• WHAT YOU WILL DO:
- a) Answer these questions using the text on cotton boll data collection:
(i) What flight altitude was chosen for the UAV data?
(ii) How was the cotton in all plots harvested?
(iii) What does the white visual appearance of cotton bolls indicate about their reflectance?
- b) Duplicate the part of the text on cotton boll data collection starting with "Through random sampling" and going on through "2021 (Figure 3).".
== SOURCE DOCUMENT
A DJI M300 with an integrated ALTUM sensor made by Micasense was used to collect the UAV data. The DJI M300 RTK integrates an RTK module that has a strong anti-magnetic interference capability and precise positioning capability. The camera collected 1280 × 960 pixels per image band. The specific spectral bands were blue at approximately 475 nm, green at 560 nm, red at 668 nm, Red-Edge (RE) at 717 nm, Near Infrared Red (NIR) at 840 nm, and thermal at 8–14 μm.
Data were acquired between 11:00 and 13:00 local time on 22 October 2021. A flight altitude of 50 m was chosen, and a Ground Sampling Distance (GSD) of 2.16 cm was achieved. The heading overlap rate was 80%, and the side overlap rate was 75%. Radiometric correction and alignment of the data were performed in Agisoft Metashape 1.7.0 (https://www.agisoft.com). The sun sensor and the reflectance panel were used for radiometric correction. We obtained blue/green/red/RE/NIR reflectance images and thermal-infrared emissivity images of the experimental area. The sensor parameters are shown in Table 1.
The data acquired by the UAV were displayed as an RGB image, as shown below (Figure 2).

2.2.2. Field Survey Data

Through random sampling and manual counting, the Number of Total open Cotton bolls (NTC) from 10 (18.24 m2, 54.72 m2) or 15 (63.00 m2) cotton plants were obtained. Because the total number of cotton plants in the experimental plot was known, the NTC was calculated.
Cotton in all plots was harvested by hand, and the production corresponding to each experimental plot was obtained through actual measurement. The field survey data are shown in Appendix A, which is divided into three tables corresponding to three different size plots (Table A1, Table A2 and Table A3).
All the ground observations and UAV data were acquired on 22 October 2021 (Figure 3).

3. Methods

The reflectivity bands (blue, green, red, red-edge, and near-infrared) from the orthomosaic image were used to calculate cotton boll indices that highlighted the spectral characteristics of the cotton boll. Adaptive threshold segmentation was applied to extract cotton boll pixels. The extracted results and field survey data were assessed using correlation analysis, and the model was built according to the results of the correlation analysis. The method was divided into three parts: (1) cotton boll index calculation, (2) extraction of cotton bolls and correlation analysis, and (3) modeling and performance assessment (Figure 4).

3.1. Cotton Boll Index Calculation

Spectral analysis using UAV data from the cotton pre-harvest period was performed. The spectral differences between bolls and other ground objects at the time of harvest were analyzed. Then, we designed the boll index based on the results of the spectral analysis.

3.1.1. Spectral Analysis

The visual characteristics of the cotton bolls were analyzed. Cotton bolls are visually white, indicating that they have high reflectance in the visible light band (blue, green, and red). If an index is designed to highlight the high reflectivity feature in the visible light band, it will have a better performance for extracting bolls. This was confirmed by the results of the quantitative analysis of the boxplot (Figure 5). Boxplots are widely used for visualizing the distribution of continuous unimodal data [24,25].
====
== GIVEN RECORDS
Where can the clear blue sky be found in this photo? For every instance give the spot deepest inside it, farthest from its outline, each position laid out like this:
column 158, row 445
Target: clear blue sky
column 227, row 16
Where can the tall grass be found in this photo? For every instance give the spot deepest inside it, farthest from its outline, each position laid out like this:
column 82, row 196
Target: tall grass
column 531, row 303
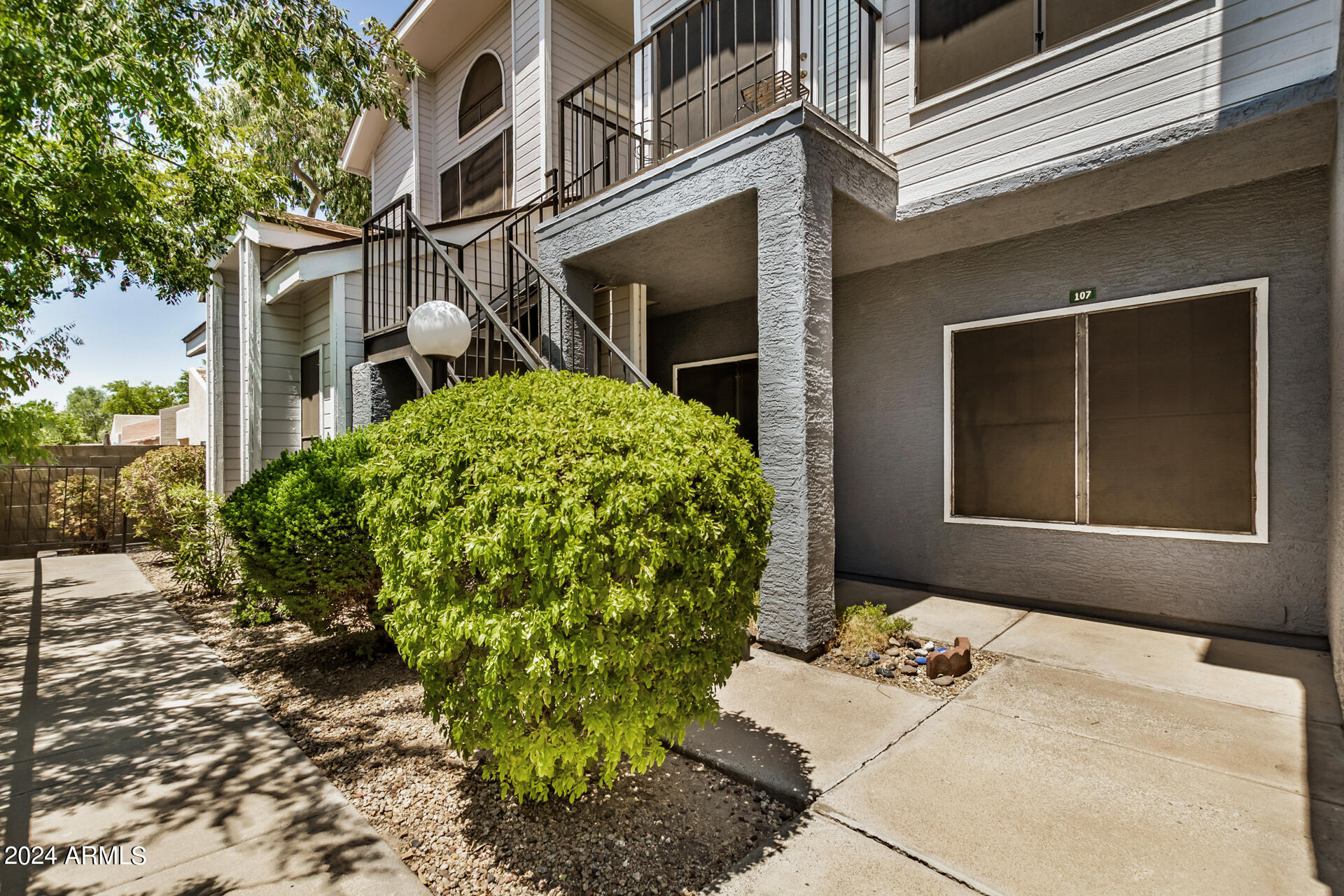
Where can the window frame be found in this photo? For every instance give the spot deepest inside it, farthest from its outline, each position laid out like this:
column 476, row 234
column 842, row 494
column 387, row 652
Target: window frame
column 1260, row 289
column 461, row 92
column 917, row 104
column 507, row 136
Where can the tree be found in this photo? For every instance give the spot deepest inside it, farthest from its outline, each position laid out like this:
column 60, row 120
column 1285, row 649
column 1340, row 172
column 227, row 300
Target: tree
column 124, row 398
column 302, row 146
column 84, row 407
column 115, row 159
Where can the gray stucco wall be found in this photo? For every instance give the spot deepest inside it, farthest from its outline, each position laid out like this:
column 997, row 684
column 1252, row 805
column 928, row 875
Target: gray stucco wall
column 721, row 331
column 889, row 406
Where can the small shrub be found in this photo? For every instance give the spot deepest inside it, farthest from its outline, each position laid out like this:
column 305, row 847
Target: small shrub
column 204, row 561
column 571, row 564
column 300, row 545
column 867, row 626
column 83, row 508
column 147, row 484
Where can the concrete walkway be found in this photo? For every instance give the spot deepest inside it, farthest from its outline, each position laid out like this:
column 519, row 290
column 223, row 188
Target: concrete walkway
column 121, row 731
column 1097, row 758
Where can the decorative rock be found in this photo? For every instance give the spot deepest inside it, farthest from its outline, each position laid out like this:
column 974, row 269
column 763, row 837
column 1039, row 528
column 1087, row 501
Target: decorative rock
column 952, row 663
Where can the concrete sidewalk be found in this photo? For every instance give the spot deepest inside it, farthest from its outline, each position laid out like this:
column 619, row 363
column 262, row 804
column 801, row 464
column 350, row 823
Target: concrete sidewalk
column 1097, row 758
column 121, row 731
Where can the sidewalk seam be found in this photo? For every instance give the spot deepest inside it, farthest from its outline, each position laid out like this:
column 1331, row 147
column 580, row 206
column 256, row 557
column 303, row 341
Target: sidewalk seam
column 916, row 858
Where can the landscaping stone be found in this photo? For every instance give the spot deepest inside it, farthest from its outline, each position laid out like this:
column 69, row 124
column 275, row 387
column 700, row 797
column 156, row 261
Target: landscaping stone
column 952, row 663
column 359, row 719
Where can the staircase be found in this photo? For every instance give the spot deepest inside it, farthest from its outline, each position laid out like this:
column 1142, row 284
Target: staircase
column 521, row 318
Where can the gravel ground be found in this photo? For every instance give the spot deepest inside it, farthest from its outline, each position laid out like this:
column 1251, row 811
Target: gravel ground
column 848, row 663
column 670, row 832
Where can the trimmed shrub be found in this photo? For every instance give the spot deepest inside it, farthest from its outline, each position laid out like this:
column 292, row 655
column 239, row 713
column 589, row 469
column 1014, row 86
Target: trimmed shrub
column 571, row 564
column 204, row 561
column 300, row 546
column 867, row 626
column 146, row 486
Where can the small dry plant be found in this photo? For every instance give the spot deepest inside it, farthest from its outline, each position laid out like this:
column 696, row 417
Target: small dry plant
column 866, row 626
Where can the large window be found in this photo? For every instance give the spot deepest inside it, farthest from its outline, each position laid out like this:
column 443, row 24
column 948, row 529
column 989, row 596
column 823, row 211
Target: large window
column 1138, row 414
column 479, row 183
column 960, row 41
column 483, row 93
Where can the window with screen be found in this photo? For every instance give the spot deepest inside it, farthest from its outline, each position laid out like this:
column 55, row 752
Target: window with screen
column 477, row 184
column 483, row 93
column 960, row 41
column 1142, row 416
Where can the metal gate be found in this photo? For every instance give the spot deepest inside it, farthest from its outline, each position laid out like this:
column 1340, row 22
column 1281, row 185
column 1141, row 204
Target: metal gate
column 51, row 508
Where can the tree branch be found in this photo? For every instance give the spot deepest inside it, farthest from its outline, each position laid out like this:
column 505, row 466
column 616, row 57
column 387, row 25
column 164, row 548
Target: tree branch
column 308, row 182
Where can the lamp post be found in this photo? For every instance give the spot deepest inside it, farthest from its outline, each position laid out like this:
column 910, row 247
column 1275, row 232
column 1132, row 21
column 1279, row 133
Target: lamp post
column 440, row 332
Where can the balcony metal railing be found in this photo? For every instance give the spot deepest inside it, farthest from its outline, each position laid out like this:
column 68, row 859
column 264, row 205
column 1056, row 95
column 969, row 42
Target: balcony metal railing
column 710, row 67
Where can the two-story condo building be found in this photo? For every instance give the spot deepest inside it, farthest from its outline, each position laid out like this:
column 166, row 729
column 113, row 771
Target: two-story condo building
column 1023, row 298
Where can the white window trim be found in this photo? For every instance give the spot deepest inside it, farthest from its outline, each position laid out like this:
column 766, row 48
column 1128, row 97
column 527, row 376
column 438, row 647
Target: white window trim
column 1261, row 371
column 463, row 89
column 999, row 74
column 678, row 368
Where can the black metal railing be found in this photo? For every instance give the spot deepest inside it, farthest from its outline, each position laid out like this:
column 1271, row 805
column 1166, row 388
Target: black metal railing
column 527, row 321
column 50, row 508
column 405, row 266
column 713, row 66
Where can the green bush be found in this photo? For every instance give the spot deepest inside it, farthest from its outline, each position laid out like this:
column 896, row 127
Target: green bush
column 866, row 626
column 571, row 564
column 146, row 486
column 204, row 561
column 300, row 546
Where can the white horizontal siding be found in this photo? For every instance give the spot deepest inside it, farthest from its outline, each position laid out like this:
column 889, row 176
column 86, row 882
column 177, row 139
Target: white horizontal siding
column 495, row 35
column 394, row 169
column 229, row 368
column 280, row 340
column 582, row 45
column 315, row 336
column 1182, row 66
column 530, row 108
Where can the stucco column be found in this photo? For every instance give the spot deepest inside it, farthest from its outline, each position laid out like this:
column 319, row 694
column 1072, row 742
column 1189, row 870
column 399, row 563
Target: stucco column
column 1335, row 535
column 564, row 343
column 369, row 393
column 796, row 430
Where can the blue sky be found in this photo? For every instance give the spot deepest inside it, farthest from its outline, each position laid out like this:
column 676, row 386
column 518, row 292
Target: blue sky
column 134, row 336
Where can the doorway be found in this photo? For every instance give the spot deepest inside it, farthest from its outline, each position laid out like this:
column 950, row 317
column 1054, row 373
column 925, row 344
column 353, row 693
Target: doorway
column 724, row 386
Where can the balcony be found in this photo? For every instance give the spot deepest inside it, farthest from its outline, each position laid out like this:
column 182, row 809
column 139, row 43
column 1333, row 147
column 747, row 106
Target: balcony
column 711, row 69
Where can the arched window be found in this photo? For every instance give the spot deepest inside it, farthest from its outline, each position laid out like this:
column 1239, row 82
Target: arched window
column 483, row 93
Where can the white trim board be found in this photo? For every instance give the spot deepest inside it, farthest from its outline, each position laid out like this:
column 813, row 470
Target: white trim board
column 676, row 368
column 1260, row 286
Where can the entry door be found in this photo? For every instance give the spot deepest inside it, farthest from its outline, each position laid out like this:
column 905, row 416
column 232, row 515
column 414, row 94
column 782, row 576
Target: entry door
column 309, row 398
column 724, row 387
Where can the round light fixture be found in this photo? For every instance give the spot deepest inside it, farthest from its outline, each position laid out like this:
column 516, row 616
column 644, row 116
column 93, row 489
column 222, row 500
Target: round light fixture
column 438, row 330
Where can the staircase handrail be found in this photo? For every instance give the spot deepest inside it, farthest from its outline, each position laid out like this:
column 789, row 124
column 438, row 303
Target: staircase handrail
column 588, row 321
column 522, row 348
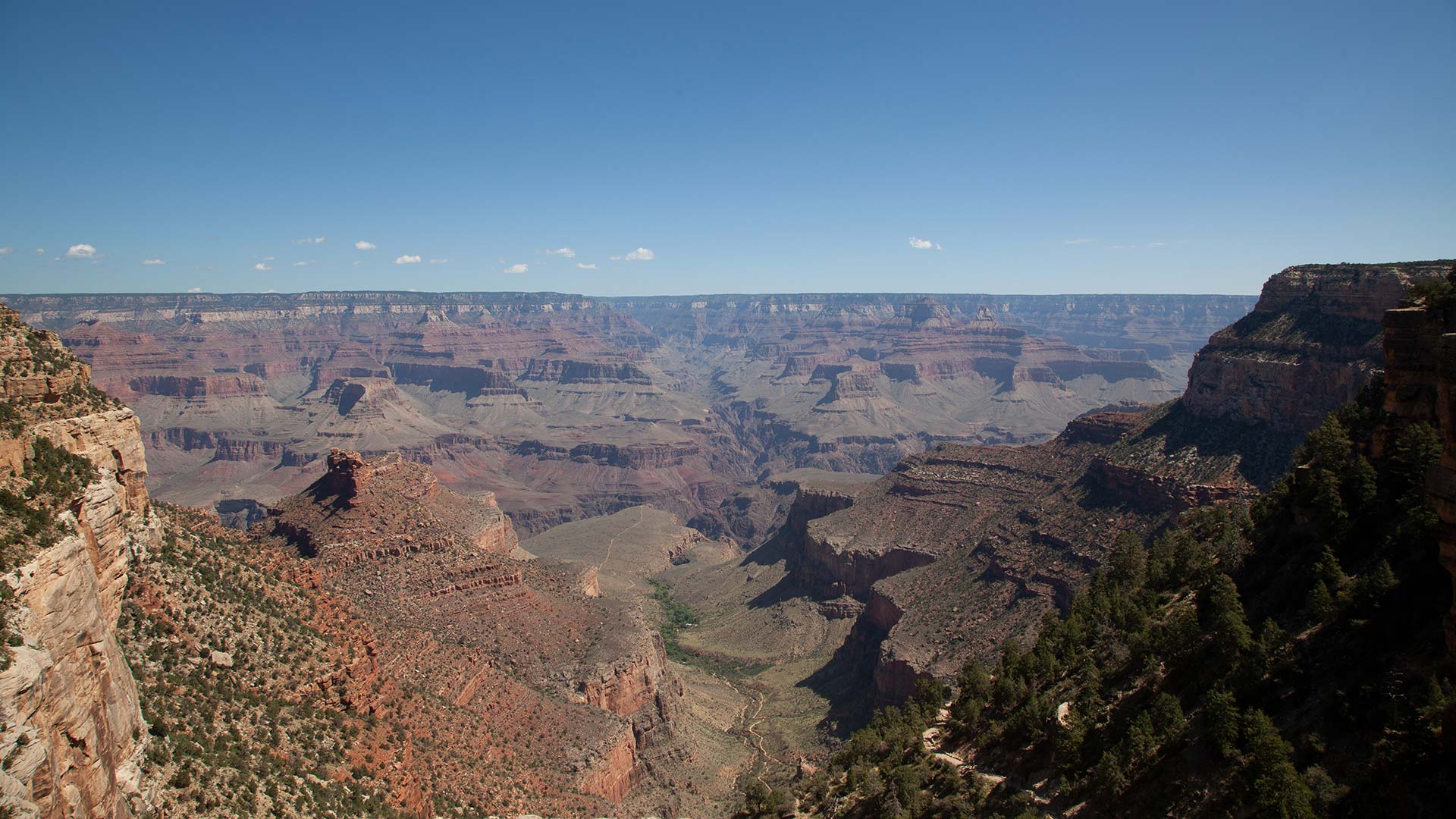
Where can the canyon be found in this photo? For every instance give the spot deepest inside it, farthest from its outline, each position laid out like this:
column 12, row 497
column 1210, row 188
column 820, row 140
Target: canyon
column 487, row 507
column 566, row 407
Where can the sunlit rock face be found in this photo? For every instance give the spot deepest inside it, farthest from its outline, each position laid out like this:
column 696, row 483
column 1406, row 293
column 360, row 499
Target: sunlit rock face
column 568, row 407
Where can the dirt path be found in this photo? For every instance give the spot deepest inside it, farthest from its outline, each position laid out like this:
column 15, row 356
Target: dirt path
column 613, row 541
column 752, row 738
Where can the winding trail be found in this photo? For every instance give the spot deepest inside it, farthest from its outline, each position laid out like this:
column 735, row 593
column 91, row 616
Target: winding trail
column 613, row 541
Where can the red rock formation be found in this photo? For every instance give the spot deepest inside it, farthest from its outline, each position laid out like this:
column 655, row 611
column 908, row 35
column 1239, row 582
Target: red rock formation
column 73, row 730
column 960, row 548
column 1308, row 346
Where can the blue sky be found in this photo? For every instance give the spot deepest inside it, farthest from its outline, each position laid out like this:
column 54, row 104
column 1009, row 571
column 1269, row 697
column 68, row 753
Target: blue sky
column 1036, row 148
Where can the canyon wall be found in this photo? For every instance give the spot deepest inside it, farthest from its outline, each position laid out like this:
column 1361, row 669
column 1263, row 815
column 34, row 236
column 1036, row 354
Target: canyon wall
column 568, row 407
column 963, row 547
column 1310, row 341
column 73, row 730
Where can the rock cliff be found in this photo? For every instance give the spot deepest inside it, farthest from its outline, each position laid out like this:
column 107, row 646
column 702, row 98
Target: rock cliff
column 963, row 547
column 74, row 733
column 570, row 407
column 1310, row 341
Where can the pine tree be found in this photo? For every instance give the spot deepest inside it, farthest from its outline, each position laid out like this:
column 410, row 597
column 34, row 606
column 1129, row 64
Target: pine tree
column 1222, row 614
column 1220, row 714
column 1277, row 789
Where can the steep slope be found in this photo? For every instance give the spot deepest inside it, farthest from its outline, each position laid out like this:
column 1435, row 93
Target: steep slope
====
• PROBLEM SOLUTIONS:
- a)
(i) 50 m
(ii) By hand
(iii) That they have high reflectance in the visible light band (blue, green, and red)

- b)
Through random sampling and manual counting, the Number of Total open Cotton bolls (NTC) from 10 (18.24 m2, 54.72 m2) or 15 (63.00 m2) cotton plants were obtained. Because the total number of cotton plants in the experimental plot was known, the NTC was calculated.
Cotton in all plots was harvested by hand, and the production corresponding to each experimental plot was obtained through actual measurement. The field survey data are shown in Appendix A, which is divided into three tables corresponding to three different size plots (Table A1, Table A2 and Table A3).
All the ground observations and UAV data were acquired on 22 October 2021 (Figure 3).